◆ **Stated exercise**:
Reproduce each of the lines below verbatim, with no changes.

•••

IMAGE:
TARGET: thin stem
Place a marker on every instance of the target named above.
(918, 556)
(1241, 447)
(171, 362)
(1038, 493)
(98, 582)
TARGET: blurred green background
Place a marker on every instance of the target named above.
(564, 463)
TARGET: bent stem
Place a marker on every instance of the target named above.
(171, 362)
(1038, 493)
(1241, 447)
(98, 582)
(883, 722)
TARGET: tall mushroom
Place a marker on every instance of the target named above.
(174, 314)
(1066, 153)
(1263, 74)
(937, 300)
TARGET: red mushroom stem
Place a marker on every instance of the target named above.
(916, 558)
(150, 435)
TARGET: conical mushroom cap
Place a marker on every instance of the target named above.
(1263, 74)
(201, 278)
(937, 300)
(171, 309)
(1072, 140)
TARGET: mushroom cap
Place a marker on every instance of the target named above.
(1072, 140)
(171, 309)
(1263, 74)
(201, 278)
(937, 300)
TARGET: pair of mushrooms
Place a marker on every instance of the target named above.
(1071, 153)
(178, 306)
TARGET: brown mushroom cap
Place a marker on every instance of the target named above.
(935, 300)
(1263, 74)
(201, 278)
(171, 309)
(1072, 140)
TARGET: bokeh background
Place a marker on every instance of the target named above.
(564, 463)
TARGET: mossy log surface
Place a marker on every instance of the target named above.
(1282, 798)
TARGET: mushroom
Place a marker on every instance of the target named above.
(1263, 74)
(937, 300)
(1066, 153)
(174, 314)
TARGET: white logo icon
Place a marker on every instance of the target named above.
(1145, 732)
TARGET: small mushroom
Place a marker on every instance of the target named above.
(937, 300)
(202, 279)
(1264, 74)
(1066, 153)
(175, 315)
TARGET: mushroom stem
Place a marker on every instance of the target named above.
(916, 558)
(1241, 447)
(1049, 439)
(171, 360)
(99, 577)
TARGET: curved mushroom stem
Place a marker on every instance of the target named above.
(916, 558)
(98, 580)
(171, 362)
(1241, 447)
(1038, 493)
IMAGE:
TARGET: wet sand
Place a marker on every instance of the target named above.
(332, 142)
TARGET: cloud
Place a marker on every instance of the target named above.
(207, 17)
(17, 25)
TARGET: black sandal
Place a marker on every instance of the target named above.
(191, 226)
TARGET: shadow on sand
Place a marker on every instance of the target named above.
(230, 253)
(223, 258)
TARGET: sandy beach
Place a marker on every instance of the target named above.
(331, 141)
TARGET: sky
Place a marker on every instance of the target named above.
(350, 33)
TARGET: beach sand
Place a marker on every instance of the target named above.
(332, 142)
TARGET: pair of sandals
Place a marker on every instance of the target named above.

•••

◆ **Response to this task**:
IMAGE:
TARGET: thin stem
Place a marker on every instance of the target named above.
(918, 556)
(1241, 447)
(171, 362)
(1038, 493)
(98, 582)
TARGET: blurred green background
Place a marker on every instance of the target named above.
(564, 463)
TARGET: bent stem
Place a marker on every instance of the target named above.
(171, 362)
(1038, 493)
(1241, 447)
(98, 582)
(883, 722)
TARGET: tall mushroom
Place a marker on every instance of the target named above.
(174, 314)
(1066, 153)
(1263, 74)
(937, 300)
TARGET: red mushroom stem
Place a marker on every instance of the target named above.
(916, 558)
(150, 435)
TARGET: conical mushroom cap
Place a marker on every instance of the target named above.
(1263, 74)
(201, 278)
(937, 300)
(171, 309)
(1072, 140)
TARGET: mushroom cap
Place a marker on every instance of the target named above.
(1072, 140)
(171, 309)
(1263, 74)
(201, 278)
(937, 300)
TARGET: pair of mushrooms
Place a marker on every instance of the target named above.
(1071, 153)
(178, 306)
TARGET: brown mushroom cap
Place a marker on every instance of the target named above.
(935, 300)
(1263, 74)
(201, 278)
(171, 309)
(1072, 140)
TARGET: bokeh background
Place a marker on every instance of the target named above.
(564, 463)
TARGET: mossy log surface
Place a marker on every instance of the target named above.
(1282, 798)
TARGET: mushroom
Place a marker on every instance of the target named above.
(1263, 74)
(937, 300)
(1066, 153)
(174, 314)
TARGET: white logo icon
Place a marker on every instance of the target named above.
(1145, 732)
TARGET: small mushroom
Place a marker on every instance of the target named above.
(937, 300)
(202, 279)
(1264, 74)
(1066, 153)
(175, 315)
TARGET: mushroom stem
Place a marker on every instance of the target named above.
(916, 558)
(1241, 447)
(1049, 439)
(171, 360)
(99, 577)
TARGET: curved mushroom stem
Place a marker on every instance of the target named above.
(916, 558)
(98, 580)
(171, 362)
(1241, 447)
(1038, 493)
IMAGE:
TARGET: wet sand
Place a marker on every instance of the target named above.
(332, 142)
TARGET: cloud
Place a marker on every instance of the target named above.
(207, 17)
(17, 25)
TARGET: black sandal
Place a marker on every instance of the target named above.
(191, 226)
TARGET: shadow on sand
Place a marker on every instance of the target named above.
(230, 253)
(223, 258)
TARGET: sandy beach
Place a marker on every instance of the target named above.
(331, 141)
TARGET: sky
Place a marker on every instance of the target named above.
(350, 33)
TARGET: beach sand
Place a marker on every instance of the target named above.
(332, 142)
TARGET: pair of sandals
Place a marker on every instance of the target named above.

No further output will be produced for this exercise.